TEXT PASSAGE:
Writer: Vladimir Avina, 575-646-7234, firstname.lastname@example.org
Deep in the rainforests of Madagascar lives an endangered lemur whose unique evolution is paving the way to improve non-destructive testing on aging infrastructure and composite materials.
Ehsan Dehghan-Niri, assistant professor in the Department of Civil Engineering at New Mexico State University, is studying the aye-aye lemur. The features of an aye-aye are similar to non-destructive testing technologies used by engineers to inspect aging infrastructure including pipelines, composite materials used in the aviation industry, and bridges.
This small fuzzy primate uses its elongated middle finger to tap on tree bark, along with its large ears and superior hearing, to find food.
“The aye-aye displays a unique acoustic foraging behavior called tap-scanning or percussive foraging to locate and extract wood-boring larvae from trees,” Niri said. “There are different types of tap-scanners used to find delamination, voids or inclusions. It’s a practical and inexpensive non-destructive testing method, but it has its own limitations.”

WHAT THIS EXERCISE ASKS:
1 - Rewrite the lemur text from "Ehsan Dehghan-Niri, assistant" to "to find food.", putting "tunnels" in place of "bridges".
2 - Carry on the article about the aye-aye research from the point where it stops.

Data excerpts

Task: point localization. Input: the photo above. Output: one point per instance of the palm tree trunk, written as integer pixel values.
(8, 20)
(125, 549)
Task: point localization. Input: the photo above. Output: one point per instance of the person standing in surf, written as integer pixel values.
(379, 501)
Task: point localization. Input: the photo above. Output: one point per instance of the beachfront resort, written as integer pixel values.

SET OF ANSWERS:
1 -
Ehsan Dehghan-Niri, assistant professor in the Department of Civil Engineering at New Mexico State University, is studying the aye-aye lemur. The features of an aye-aye are similar to non-destructive testing technologies used by engineers to inspect aging infrastructure including pipelines, composite materials used in the aviation industry, and tunnels.
This small fuzzy primate uses its elongated middle finger to tap on tree bark, along with its large ears and superior hearing, to find food.

2 -
Niri’s research aims to revolutionize tap-scanning instruments by studying the aye-aye’s distinctive anatomy. Niri is collaborating with other universities and using resources within the College of Engineering for the first stages of his research.
Access to captive aye-ayes outside Madagascar is difficult and rare. Luckily for Niri, researchers at the Duke Lemur Center (DLC) in North Carolina invited him for an up-close and personal experience. According to their website, the DLC has the world’s most diverse non-invasive research facility, home to more than 200 lemurs across 14 species.
“Two years ago, I had a chance to be inside the cage with a captive aye-aye,” Niri said, “Keep in mind they are nocturnal, so it was really dark with red lights inside the cage.”
The DLC provided Niri with CT scans of an aye-aye to study the ear’s structure, shape and role in near-field sensing. Niri 3D printed an aye-aye’s head and hand with the elongated finger.
With help from the Aggie Innovation Space (AIS), his research team used a bio-mimetic approach to mimic the tapping process with robotic arms. Using a microphone, an amplifier, the robotic arm and a tiny hammer, Niri’s team was able to create a biometric system to simulate the near-field sensing of an aye-aye.
“The results obtained with the biomimetic approach suggest that the cupped-shape conformation of the pinna (ear) can substantially enhance the near-field acoustic measurement and sensitivity of the aye-aye’s auditory system through three mechanisms,” Niri explained.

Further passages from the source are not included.